Activity:
Both the line containing "Query: teal blue jacket" and the line containing "like point(116, 53)." belong to the span. Output exactly that span from the listing below, and nothing outside it.

Exercise inputs:

◆ ◆ ◆ ◆

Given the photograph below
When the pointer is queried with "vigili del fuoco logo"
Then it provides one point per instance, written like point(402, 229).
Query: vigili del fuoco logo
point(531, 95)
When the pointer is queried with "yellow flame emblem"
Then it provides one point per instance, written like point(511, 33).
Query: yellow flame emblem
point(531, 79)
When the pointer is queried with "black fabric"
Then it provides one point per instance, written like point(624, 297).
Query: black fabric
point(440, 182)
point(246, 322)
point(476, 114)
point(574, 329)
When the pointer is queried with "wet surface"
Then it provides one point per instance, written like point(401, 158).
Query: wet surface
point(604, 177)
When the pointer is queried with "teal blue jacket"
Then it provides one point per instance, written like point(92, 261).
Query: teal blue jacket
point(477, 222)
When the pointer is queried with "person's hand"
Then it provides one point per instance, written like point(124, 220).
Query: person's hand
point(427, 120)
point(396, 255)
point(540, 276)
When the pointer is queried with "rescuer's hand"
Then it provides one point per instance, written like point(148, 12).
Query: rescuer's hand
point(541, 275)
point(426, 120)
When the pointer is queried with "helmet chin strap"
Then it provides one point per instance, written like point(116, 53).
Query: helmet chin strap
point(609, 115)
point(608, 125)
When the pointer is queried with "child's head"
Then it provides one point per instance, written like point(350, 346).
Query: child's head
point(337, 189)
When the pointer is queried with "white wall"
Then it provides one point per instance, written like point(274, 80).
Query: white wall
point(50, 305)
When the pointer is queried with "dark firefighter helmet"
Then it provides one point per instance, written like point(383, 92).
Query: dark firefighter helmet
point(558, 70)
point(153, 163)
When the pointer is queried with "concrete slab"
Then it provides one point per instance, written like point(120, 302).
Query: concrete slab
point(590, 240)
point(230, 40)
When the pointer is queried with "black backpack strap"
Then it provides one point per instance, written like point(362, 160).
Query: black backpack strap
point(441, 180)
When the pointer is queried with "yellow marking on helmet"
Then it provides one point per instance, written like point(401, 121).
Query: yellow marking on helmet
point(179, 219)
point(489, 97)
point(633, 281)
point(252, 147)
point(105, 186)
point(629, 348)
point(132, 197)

◆ ◆ ◆ ◆

Task answer:
Query: teal blue jacket
point(477, 222)
When the pointer is queried with "person's hand"
Then it provides one point per instance, written like point(124, 220).
Query: person's hand
point(427, 120)
point(396, 255)
point(540, 276)
When the pointer is queried with "rescuer's hand"
Then it provides one point per instance, written like point(148, 12).
Query: rescuer's hand
point(541, 275)
point(426, 120)
When the pointer is queried with "helmet chin strap"
Then it provides one point per instance, written like point(116, 53).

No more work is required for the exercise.